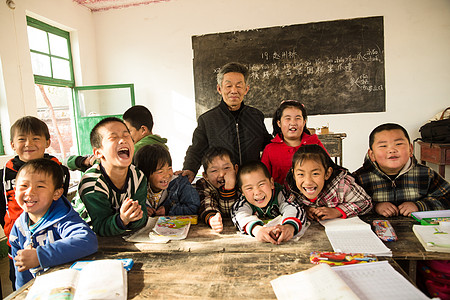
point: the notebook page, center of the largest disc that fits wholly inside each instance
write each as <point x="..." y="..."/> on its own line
<point x="378" y="280"/>
<point x="354" y="236"/>
<point x="316" y="283"/>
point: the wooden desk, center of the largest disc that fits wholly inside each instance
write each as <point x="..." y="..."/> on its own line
<point x="333" y="144"/>
<point x="435" y="153"/>
<point x="208" y="265"/>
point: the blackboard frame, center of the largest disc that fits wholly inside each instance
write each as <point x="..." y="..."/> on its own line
<point x="333" y="67"/>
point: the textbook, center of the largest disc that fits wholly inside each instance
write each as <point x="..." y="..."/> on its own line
<point x="433" y="238"/>
<point x="100" y="279"/>
<point x="352" y="235"/>
<point x="419" y="216"/>
<point x="375" y="280"/>
<point x="170" y="228"/>
<point x="162" y="230"/>
<point x="79" y="265"/>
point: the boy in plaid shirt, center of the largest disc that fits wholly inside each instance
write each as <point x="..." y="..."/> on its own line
<point x="391" y="175"/>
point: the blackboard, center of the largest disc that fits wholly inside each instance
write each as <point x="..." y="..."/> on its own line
<point x="333" y="67"/>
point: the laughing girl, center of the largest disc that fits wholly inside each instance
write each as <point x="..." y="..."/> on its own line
<point x="327" y="190"/>
<point x="290" y="133"/>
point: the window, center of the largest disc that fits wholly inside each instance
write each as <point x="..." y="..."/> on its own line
<point x="2" y="150"/>
<point x="51" y="61"/>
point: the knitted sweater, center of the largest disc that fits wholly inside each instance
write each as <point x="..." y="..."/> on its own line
<point x="246" y="215"/>
<point x="277" y="156"/>
<point x="214" y="200"/>
<point x="415" y="183"/>
<point x="102" y="199"/>
<point x="340" y="192"/>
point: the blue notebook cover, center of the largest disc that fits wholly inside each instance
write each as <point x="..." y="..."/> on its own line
<point x="79" y="265"/>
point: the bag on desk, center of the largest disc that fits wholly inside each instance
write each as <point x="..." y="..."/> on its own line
<point x="436" y="131"/>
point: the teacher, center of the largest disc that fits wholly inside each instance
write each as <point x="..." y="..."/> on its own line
<point x="232" y="124"/>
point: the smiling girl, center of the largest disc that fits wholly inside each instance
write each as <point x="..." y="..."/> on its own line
<point x="167" y="195"/>
<point x="327" y="190"/>
<point x="290" y="133"/>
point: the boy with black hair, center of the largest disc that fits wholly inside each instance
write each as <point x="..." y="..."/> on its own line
<point x="49" y="232"/>
<point x="263" y="199"/>
<point x="139" y="121"/>
<point x="218" y="189"/>
<point x="113" y="190"/>
<point x="391" y="175"/>
<point x="29" y="139"/>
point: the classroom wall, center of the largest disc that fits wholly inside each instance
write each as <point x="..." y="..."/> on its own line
<point x="150" y="46"/>
<point x="17" y="95"/>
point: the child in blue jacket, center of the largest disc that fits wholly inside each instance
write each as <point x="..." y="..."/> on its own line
<point x="167" y="195"/>
<point x="49" y="232"/>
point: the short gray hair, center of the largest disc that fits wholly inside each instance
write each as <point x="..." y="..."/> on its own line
<point x="232" y="67"/>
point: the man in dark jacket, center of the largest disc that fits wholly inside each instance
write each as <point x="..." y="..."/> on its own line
<point x="231" y="124"/>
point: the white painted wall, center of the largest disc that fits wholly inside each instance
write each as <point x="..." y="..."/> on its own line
<point x="150" y="46"/>
<point x="17" y="96"/>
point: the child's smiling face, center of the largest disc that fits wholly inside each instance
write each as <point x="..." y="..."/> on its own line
<point x="257" y="188"/>
<point x="217" y="170"/>
<point x="29" y="146"/>
<point x="117" y="146"/>
<point x="292" y="123"/>
<point x="391" y="150"/>
<point x="310" y="177"/>
<point x="160" y="179"/>
<point x="35" y="192"/>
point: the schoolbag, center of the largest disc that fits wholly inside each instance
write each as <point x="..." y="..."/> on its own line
<point x="436" y="131"/>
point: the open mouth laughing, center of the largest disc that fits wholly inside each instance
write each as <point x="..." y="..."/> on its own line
<point x="124" y="153"/>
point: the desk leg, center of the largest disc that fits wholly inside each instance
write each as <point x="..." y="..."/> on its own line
<point x="412" y="271"/>
<point x="442" y="170"/>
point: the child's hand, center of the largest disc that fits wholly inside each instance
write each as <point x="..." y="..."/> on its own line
<point x="326" y="213"/>
<point x="286" y="233"/>
<point x="26" y="259"/>
<point x="151" y="212"/>
<point x="310" y="212"/>
<point x="216" y="222"/>
<point x="190" y="175"/>
<point x="265" y="234"/>
<point x="130" y="211"/>
<point x="89" y="161"/>
<point x="161" y="211"/>
<point x="406" y="208"/>
<point x="386" y="209"/>
<point x="230" y="179"/>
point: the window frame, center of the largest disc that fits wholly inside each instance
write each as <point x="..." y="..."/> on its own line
<point x="45" y="80"/>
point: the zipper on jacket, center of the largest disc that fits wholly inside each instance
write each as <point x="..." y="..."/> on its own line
<point x="394" y="190"/>
<point x="239" y="143"/>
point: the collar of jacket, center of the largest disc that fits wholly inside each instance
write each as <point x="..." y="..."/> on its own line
<point x="372" y="166"/>
<point x="224" y="106"/>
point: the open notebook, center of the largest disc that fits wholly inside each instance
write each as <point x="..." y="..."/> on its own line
<point x="376" y="280"/>
<point x="352" y="235"/>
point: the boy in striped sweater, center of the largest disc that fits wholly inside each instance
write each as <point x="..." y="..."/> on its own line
<point x="263" y="199"/>
<point x="113" y="191"/>
<point x="217" y="189"/>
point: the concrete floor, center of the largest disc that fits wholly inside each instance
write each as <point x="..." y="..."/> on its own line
<point x="4" y="272"/>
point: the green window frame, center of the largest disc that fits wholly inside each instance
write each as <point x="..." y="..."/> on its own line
<point x="52" y="80"/>
<point x="2" y="149"/>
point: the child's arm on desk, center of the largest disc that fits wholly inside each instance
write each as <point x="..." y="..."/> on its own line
<point x="266" y="234"/>
<point x="26" y="259"/>
<point x="386" y="209"/>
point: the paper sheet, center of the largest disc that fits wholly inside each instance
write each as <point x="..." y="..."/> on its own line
<point x="352" y="235"/>
<point x="378" y="280"/>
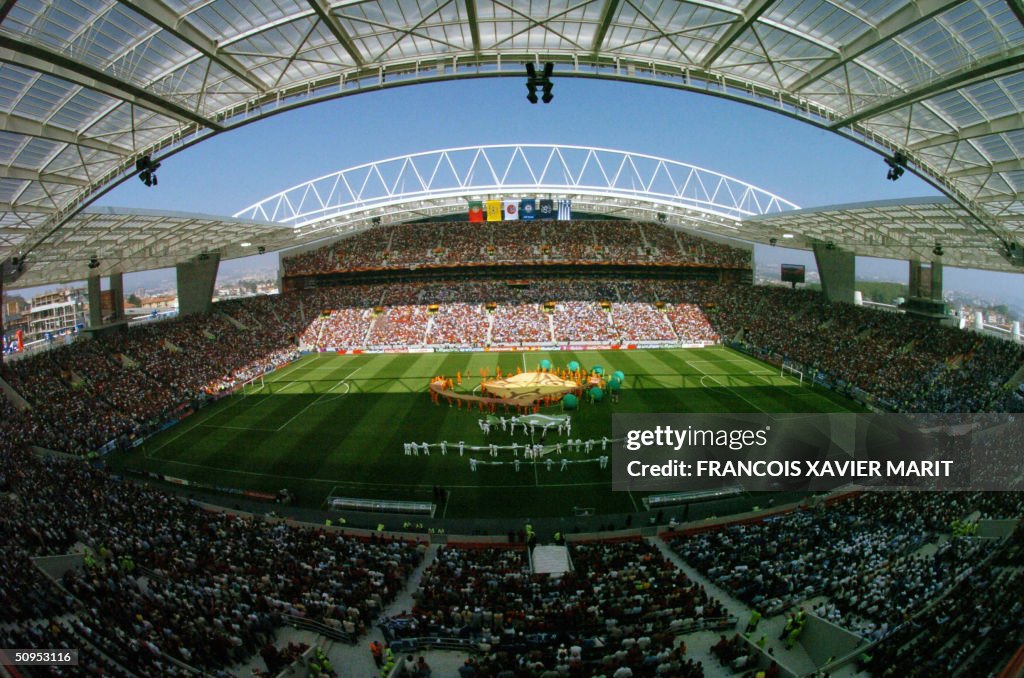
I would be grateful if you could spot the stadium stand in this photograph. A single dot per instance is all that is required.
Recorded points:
(165, 581)
(134, 606)
(862, 555)
(622, 606)
(427, 245)
(120, 387)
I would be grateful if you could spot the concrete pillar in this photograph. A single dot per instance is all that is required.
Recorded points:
(926, 283)
(838, 269)
(196, 283)
(936, 281)
(95, 303)
(117, 297)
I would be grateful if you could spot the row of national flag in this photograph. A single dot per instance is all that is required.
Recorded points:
(526, 209)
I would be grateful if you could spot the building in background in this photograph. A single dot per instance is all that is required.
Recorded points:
(55, 313)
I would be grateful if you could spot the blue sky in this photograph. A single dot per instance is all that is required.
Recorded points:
(808, 166)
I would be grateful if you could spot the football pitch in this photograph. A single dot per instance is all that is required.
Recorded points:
(334, 425)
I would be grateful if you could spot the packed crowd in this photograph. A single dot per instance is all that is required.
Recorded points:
(118, 387)
(164, 580)
(861, 554)
(977, 627)
(423, 245)
(620, 606)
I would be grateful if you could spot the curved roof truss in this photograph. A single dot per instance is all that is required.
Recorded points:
(89, 86)
(596, 177)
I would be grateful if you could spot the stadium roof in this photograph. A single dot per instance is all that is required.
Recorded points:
(127, 241)
(89, 86)
(892, 228)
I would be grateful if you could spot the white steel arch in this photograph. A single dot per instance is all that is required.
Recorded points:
(600, 180)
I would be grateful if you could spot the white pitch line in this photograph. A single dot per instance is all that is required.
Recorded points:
(151, 453)
(732, 390)
(342, 483)
(341, 381)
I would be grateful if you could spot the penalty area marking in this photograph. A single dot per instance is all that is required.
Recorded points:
(340, 381)
(348, 389)
(731, 390)
(350, 483)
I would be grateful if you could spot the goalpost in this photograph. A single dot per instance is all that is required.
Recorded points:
(794, 372)
(254, 385)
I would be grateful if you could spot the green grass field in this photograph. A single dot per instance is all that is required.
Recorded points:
(336, 424)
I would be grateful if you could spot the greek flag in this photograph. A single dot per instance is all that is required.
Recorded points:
(565, 210)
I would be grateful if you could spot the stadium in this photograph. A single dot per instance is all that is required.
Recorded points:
(411, 460)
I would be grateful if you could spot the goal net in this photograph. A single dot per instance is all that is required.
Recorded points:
(793, 372)
(254, 385)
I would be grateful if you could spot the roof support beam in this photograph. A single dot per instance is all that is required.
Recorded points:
(31, 209)
(1008, 123)
(165, 17)
(607, 13)
(742, 23)
(10, 172)
(903, 19)
(1017, 6)
(41, 59)
(474, 28)
(1005, 166)
(985, 70)
(28, 127)
(337, 30)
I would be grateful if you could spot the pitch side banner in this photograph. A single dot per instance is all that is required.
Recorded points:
(527, 209)
(511, 211)
(494, 210)
(680, 453)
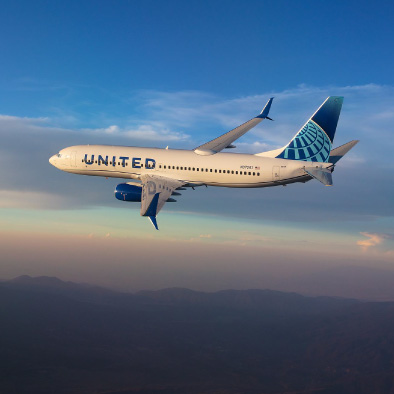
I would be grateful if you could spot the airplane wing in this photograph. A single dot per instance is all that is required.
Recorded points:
(156, 191)
(225, 140)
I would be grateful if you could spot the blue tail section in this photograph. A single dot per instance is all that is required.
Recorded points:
(313, 142)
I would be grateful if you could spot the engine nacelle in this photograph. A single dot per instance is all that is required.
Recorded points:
(127, 192)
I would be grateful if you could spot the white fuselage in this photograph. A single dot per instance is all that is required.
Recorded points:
(220, 169)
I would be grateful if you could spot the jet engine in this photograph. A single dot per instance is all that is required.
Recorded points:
(128, 192)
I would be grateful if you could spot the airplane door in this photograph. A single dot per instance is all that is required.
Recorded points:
(73, 159)
(276, 173)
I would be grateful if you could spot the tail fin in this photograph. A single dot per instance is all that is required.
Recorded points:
(313, 142)
(338, 153)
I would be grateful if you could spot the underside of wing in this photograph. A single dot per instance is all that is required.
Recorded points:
(156, 191)
(226, 140)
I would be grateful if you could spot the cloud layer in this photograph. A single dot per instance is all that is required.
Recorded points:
(186, 119)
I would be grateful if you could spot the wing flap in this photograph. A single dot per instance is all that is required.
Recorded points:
(226, 140)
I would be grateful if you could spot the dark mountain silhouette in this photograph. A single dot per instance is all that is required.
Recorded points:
(69, 338)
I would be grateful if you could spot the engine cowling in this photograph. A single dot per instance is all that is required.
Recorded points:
(127, 192)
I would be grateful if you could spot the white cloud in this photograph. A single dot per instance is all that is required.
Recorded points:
(374, 239)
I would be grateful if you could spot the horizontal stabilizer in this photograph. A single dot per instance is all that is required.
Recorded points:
(321, 174)
(337, 153)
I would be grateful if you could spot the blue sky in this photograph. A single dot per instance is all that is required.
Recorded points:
(178, 73)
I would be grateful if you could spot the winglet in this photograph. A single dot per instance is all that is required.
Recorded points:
(154, 221)
(264, 113)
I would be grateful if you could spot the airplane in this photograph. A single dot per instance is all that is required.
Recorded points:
(162, 173)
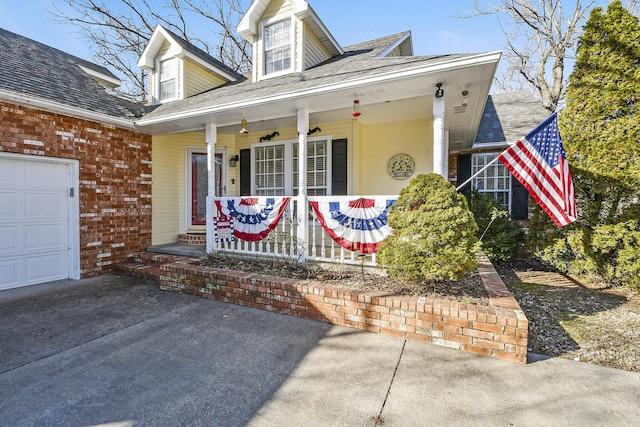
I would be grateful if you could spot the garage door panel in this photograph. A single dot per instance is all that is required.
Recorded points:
(53, 266)
(45, 205)
(35, 223)
(10, 238)
(10, 276)
(9, 204)
(46, 236)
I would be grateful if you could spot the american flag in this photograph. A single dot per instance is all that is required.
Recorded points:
(539, 162)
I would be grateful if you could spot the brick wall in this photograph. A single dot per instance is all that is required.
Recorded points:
(115, 178)
(498, 330)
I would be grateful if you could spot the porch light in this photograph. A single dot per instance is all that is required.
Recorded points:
(244, 130)
(356, 108)
(465, 99)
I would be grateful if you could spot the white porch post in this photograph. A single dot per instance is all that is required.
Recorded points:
(440, 160)
(211, 138)
(303, 210)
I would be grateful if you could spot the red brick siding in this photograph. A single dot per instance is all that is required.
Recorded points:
(115, 178)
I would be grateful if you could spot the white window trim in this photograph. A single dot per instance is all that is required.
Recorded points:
(288, 165)
(261, 48)
(158, 90)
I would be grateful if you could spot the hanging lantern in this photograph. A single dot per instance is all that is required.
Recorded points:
(244, 129)
(356, 108)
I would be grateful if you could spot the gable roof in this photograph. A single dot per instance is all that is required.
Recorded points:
(508, 117)
(183, 48)
(360, 62)
(248, 25)
(40, 72)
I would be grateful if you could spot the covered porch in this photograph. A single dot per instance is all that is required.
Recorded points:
(256, 148)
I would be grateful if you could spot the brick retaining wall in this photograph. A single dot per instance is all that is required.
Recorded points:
(498, 330)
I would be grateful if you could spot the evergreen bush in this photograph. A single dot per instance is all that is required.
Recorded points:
(499, 237)
(434, 232)
(600, 129)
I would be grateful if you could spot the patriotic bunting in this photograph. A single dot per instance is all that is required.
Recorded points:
(355, 224)
(253, 217)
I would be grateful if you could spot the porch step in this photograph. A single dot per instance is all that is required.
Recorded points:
(192, 239)
(146, 265)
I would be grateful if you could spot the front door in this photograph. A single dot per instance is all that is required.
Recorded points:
(198, 185)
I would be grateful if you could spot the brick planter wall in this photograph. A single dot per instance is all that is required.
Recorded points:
(115, 178)
(498, 330)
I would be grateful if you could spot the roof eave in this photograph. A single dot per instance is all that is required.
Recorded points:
(57, 107)
(472, 60)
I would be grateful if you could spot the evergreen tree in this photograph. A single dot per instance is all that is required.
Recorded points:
(601, 133)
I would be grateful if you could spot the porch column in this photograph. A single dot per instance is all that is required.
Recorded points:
(211, 137)
(302, 212)
(440, 159)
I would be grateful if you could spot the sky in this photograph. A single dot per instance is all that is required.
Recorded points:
(434, 25)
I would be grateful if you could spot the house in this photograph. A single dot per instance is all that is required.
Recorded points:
(361, 120)
(74, 171)
(507, 118)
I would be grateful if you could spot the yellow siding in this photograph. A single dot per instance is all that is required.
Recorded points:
(381, 142)
(198, 80)
(169, 186)
(277, 7)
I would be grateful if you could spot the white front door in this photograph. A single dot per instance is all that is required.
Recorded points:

-=-=-

• _What to do_:
Considering only the material above, set down every line from the one with "point: the desk" to the one with "point: the child's hand, center", inclusive, exactly as written.

• _Solution_:
point: the desk leg, center of the largest disc that fits wholly inside each instance
write each as <point x="..." y="..."/> on its own line
<point x="412" y="271"/>
<point x="442" y="170"/>
point: the child's hand, center of the largest disc that fits wholly inside each instance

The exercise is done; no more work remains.